*** EXCERPT PROVIDED Section Begins ***
When an employee seeks judicial relief for claims not listed in the original EEOC charge, the complaint "nevertheless may encompass any discrimination like or reasonably related to the allegations of the EEOC Charge. Oubichon v. North Am. Rockwell Corp., 482 F.2d 569, 571 (9th Cir. 1973). However, the Charge must be clear enough to notify the agency of the legal theory being argued and the operative facts at issue. Ong v. Cleland, 642 F.2d 316, 318 (9th Cir. 1981). An employee may not rely on the same employer actions to demonstrate discrimination under theories never investigated by the administrative agency. See Shah v. Mt. Zion Hospital and Medical Center, 642 F.2d 268, 271-271 (9th Cir. 1981) (district court lacked subject matter jurisdiction over race, color and religious discrimination claims when plaintiff attempted to expand his Title VII action at trial from the sex and national origin discrimination claims alleged in the EEOC complaint).
Here, Plaintiff's EEOC charge and the EEOC's determination letter reference retaliation, age, and the ADEA, not Title VII (#12-G). Plaintiff's Complaint and Response in Opposition (#14) asserts that the present suit "has nothing to do with age" and is instead about Republic's refusal to hire him based on his race and in retaliation for his prior discharge, in violation of Title VII. Plaintiff cannot base the present suit on Title VII race discrimination without having first filed such a claim with the EEOC. Because Plaintiff made no mention of his race-based claim in this EEOC charge, he failed to exhaust his administrative remedies relating to that claim. Accordingly, Plaintiff's claim of race discrimination is dismissed. However, Plaintiff's retaliation claim was properly identified in the EEOC Charge and thus Plaintiff did exhaust his administrative remedies regarding that claim.
IV. Failure to State A Claim
Defendant asserts that Plaintiff failed to state a claim for retaliation because he does not allege that the retaliation was based on his identification as a protected class. Title VII's antiretaliation provision makes it unlawful for an employer to retaliate against an employee because "he has made a charge, testified, assisted, or participated in any manner in an investigation, proceeding, or hearing under this title." 42 U.S.C. § 2000e-3(a).
*** EXCERPT PROVIDED Section Ends ***
- WHAT YOU NEED TO DO
a. Answer these questions from the court opinion excerpt:
(i) Which court decided Oubichon v. North Am. Rockwell Corp., and in what year?
(ii) What does the plaintiff say the present suit "has nothing to do with"?
(iii) Which statutory citation is given for Title VII's antiretaliation provision?
b. Name every case cited in the court opinion excerpt.
c. Write the next part of the court opinion excerpt, picking up after its final sentence on Title VII's antiretaliation provision.
*** STUDY MATERIAL Section Begins ***
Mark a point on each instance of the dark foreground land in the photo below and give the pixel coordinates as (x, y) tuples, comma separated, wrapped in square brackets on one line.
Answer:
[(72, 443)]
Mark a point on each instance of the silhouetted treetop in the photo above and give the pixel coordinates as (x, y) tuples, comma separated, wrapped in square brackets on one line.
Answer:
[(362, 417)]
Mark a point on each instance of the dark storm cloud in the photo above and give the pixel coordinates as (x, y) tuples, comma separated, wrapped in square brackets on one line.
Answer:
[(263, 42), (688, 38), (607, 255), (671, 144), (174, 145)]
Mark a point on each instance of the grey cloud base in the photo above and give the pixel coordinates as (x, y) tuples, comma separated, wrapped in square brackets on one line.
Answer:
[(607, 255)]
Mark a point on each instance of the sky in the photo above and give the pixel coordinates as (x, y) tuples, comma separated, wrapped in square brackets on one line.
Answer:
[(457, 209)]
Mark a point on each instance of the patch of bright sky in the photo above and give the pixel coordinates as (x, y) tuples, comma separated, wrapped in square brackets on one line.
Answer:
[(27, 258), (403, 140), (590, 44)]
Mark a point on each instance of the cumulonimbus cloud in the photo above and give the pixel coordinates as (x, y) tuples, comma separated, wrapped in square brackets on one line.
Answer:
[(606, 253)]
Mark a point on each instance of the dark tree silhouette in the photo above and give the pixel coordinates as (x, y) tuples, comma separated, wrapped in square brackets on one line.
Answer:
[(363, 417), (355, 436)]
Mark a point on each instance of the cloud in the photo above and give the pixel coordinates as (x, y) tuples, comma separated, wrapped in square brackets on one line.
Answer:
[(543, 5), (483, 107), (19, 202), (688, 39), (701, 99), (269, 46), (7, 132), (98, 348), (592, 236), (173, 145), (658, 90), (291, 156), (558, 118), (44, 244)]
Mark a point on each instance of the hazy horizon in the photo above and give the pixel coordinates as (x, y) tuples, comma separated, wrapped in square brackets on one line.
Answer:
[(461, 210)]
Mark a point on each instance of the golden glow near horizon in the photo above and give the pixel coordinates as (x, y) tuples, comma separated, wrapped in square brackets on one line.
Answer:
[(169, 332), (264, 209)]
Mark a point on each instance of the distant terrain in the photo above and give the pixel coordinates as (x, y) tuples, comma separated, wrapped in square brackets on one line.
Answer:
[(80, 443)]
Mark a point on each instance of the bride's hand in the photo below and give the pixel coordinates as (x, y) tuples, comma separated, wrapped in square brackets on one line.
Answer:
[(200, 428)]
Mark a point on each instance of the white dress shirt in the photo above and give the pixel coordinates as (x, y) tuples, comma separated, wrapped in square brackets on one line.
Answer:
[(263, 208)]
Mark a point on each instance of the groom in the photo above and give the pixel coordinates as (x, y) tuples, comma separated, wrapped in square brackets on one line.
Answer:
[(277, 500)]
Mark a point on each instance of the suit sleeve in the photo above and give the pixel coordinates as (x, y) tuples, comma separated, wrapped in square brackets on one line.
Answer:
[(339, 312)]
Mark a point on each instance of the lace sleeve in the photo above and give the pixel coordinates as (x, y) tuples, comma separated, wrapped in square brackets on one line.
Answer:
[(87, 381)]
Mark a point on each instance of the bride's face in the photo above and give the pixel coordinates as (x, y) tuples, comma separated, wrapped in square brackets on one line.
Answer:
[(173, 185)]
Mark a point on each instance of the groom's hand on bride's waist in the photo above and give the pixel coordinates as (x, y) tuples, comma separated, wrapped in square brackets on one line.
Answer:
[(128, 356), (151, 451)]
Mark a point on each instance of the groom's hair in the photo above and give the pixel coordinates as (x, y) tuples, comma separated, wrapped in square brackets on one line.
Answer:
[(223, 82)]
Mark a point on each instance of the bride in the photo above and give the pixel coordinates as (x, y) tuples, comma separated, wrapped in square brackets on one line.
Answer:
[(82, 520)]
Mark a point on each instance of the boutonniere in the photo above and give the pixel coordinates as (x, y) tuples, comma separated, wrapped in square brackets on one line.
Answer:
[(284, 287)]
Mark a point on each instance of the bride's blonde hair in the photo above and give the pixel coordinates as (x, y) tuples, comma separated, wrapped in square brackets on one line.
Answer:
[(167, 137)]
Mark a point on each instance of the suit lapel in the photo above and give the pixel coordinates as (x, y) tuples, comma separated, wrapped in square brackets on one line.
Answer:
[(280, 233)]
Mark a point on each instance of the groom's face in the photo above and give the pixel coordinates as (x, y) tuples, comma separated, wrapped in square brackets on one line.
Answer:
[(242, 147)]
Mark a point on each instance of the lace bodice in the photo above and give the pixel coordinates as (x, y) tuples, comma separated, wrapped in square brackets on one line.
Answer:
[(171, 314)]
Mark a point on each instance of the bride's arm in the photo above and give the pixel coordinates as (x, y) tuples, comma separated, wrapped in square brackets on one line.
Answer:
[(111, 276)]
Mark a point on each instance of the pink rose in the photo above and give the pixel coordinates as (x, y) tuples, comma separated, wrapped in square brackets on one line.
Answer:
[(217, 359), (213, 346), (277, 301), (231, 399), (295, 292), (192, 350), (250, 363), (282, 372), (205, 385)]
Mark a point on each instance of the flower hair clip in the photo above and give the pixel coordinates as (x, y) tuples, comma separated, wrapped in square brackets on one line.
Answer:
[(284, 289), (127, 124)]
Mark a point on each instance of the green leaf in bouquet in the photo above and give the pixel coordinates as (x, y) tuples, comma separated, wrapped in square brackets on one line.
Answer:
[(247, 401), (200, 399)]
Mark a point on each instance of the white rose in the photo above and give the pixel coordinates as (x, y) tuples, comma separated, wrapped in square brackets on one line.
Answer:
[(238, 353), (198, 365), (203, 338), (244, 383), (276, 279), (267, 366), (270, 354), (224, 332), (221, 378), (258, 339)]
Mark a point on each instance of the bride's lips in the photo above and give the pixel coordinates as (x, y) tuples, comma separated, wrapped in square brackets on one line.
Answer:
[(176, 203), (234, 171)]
*** STUDY MATERIAL Section Ends ***
- ANSWERS BY ITEM
a.
(i) The Ninth Circuit, in 1973.
(ii) Age.
(iii) 42 U.S.C. § 2000e-3(a).

b.
Oubichon v. North Am. Rockwell Corp.
Ong v. Cleland
Shah v. Mt. Zion Hospital and Medical Center

c.
Pursuant to Fed.R.Civ.P. 12(b)(6), a court may dismiss a plaintiff's complaint for "failure to state a claim upon which relief can be granted." A properly pled complaint must provide "a short and plain statement of the claim showing that the pleader is entitled to relief." Fed.R.Civ.P. 8(a)(2); Bell Atlantic Corp. v. Twombly, 550 U.S. 544, 555 (2007). While Rule 8 does not require detailed factual allegations, it demands more than "labels and conclusions" or a "formulaic recitation of the elements of a cause of action." Ashcroft v. Iqbal, 129 S. Ct. 1937, 1949 (2009) (citing Papasan v. Allain, 478 U.S. 265, 286 (1986)). "Factual allegations must be enough to rise above the speculative level." Twombly, 550 U.S. at 555. Thus, to survive a motion to dismiss, a complaint must contain sufficient factual matter to "state a claim to relief that is plausible on its face." Iqbal, 129 S. Ct. at 1949 (internal citation omitted).
Here, Plaintiff asserts that Republic took an adverse employment action against him by refusing to hire him. He further argues that the reason Defendant did not hire him was because he has previously filed a Title VII law suit against Defendant. That is precisely the type of retaliation Title VII protects against. Accordingly, Plaintiff's retaliation claim is not dismissed.
V. Conclusion
Accordingly, IT IS HEREBY ORDERED that Defendant's Motion to Dismiss (#12) is GRANTED in part and DENIED in part;
IT IS FURTHER ORDERED that Defendant's motion to dismiss Plaintiff's race-based claim is GRANTED; IT IS FURTHER ORDERED that Defendant's motion to dismiss Plaintiff's retaliation claim is DENIED.